What to work on:
Reproduce each of the following rows word for word, leaving nothing out and changing nothing.

Entries provided:
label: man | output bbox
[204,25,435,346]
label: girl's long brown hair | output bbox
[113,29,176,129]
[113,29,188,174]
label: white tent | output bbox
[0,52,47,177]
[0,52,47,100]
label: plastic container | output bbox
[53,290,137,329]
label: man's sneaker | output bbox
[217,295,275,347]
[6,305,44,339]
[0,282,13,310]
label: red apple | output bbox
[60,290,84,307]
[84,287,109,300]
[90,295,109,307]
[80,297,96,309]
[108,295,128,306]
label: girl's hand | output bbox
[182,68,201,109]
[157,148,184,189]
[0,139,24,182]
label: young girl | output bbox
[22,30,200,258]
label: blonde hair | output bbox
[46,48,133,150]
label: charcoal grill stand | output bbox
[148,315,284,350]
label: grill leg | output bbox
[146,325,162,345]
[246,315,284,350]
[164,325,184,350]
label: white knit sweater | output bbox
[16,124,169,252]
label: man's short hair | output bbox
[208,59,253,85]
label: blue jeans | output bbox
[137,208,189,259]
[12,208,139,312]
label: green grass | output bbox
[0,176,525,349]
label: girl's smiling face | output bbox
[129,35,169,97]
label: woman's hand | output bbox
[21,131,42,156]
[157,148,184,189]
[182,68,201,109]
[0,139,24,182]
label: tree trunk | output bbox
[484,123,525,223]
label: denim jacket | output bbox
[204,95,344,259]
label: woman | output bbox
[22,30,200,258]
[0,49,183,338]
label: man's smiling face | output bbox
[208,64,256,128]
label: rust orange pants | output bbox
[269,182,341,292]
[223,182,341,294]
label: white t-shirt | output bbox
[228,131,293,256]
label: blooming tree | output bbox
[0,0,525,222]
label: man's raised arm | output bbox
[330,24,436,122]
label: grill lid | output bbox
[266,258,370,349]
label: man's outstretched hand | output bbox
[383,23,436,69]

Final answer:
label: man | output bbox
[204,25,435,346]
label: girl's long brown hair | output bbox
[113,29,176,129]
[113,29,188,174]
label: white tent | output bbox
[0,52,47,177]
[0,52,47,100]
label: plastic container | output bbox
[53,290,137,329]
label: man's sneaker | output bbox
[217,295,275,347]
[6,305,44,339]
[0,282,13,310]
label: red apple | output bbox
[60,290,84,307]
[84,287,109,300]
[90,295,109,307]
[80,297,96,309]
[108,295,128,306]
label: girl's hand | output bbox
[182,68,201,109]
[157,148,184,189]
[0,139,24,182]
label: young girl | output bbox
[22,30,200,258]
label: blonde hair | output bbox
[46,48,133,150]
label: charcoal grill stand | output bbox
[148,315,284,350]
label: grill leg | output bbox
[146,325,162,345]
[246,315,284,350]
[164,325,184,350]
label: white knit sweater | output bbox
[16,124,169,252]
label: man's short hair | output bbox
[208,59,253,85]
label: blue jeans | output bbox
[137,208,189,259]
[12,208,139,312]
label: green grass | output bbox
[0,176,525,349]
label: girl's smiling face | output bbox
[129,35,169,97]
label: woman's hand | output bbox
[21,131,42,156]
[157,148,184,189]
[182,68,201,109]
[0,139,24,182]
label: tree trunk | output bbox
[484,123,525,223]
label: denim jacket | output bbox
[204,95,344,259]
label: woman | output bbox
[22,30,200,258]
[0,49,183,338]
label: man's smiling face | output bbox
[208,64,256,128]
label: rust orange pants | output bbox
[269,182,341,292]
[223,182,341,294]
label: white t-shirt | output bbox
[228,131,293,256]
label: blooming tree | output bbox
[0,0,525,222]
label: man's raised arm | output bbox
[330,24,436,122]
label: grill lid | output bbox
[266,258,370,349]
label: man's outstretched hand | output bbox
[383,23,436,69]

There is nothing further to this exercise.